Hopefully not! If you do find a few then my advice is to have a good scratch and, if that doesn’t work, change your underwear (reminds me of a mate of mine who bragged about how many pairs of pants he owned. Twelve! Imagine! We were amazed that a bloke needed that many pairs. Until he explained, one pair for January, one for February, etc (I digress...sorry). believe_for_ants-pants

This blog isn’t about ants in your pants. It’s about ANTs in your head...

ANTs you see are ‘Automatic Negative Thoughts’. And we all have them. The damned things convince us we’re rubbish, or thick, or that we can’t do something. Their default position is ‘can’t do’ and we’re infested.

It’s hard to tell what’s going on in another person’s head. But, a really good mate of mine whom I consider to be a total genius, a brilliant mind and an exceptional human being is, I fear, riddled with ANTs. And, despite being a scholar of all things positive, I struggle to find a solution. Because they’re his ANTs, not mine. He owns them. He’s allowed them to move into his head space and take over.

→ Collected material:
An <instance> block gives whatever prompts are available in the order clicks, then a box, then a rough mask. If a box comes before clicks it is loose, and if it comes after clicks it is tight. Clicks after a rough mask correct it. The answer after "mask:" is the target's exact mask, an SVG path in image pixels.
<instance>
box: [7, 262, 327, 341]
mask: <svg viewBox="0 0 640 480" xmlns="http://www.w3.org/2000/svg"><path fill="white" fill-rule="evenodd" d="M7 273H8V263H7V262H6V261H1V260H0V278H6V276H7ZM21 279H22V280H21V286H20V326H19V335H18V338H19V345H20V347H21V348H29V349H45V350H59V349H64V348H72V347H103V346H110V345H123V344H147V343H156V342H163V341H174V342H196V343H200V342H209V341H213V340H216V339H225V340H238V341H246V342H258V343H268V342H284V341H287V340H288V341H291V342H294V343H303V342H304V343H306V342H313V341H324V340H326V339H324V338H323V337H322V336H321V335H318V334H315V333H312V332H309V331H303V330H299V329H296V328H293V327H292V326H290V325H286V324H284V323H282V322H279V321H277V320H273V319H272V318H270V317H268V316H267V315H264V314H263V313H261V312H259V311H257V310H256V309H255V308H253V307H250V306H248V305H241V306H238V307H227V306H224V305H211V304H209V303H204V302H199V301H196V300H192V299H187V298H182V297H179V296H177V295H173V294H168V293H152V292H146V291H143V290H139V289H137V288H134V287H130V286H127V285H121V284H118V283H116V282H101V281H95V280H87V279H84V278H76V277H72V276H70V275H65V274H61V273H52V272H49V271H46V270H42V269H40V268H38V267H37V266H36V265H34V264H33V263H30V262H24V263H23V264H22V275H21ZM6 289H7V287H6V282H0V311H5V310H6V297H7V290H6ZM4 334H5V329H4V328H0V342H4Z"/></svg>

→ What is required:
Please reproduce, word for word, the part of the blog post about automatic negative thoughts that opens with the words containing "ANTs you see" and closes with "and we’re infested.". The listing is unrelated to the blog post about automatic negative thoughts.

→ Expected answer:
ANTs you see are ‘Automatic Negative Thoughts’. And we all have them. The damned things convince us we’re rubbish, or thick, or that we can’t do something. Their default position is ‘can’t do’ and we’re infested.